EXERCISE INSTRUCTIONS -
Rewrite the listing, replacing "white sneaker" with "brown boot" wherever it occurs and leaving everything else unchanged.

◇ ◇ ◇ ◇ ◇ ◇ ◇

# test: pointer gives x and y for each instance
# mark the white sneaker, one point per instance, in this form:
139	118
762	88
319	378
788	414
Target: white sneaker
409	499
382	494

◇ ◇ ◇ ◇ ◇ ◇ ◇

THE RESPONSE -
# test: pointer gives x and y for each instance
# mark the brown boot, one point per instance, in this form:
139	118
762	88
319	378
788	414
Target: brown boot
409	499
382	494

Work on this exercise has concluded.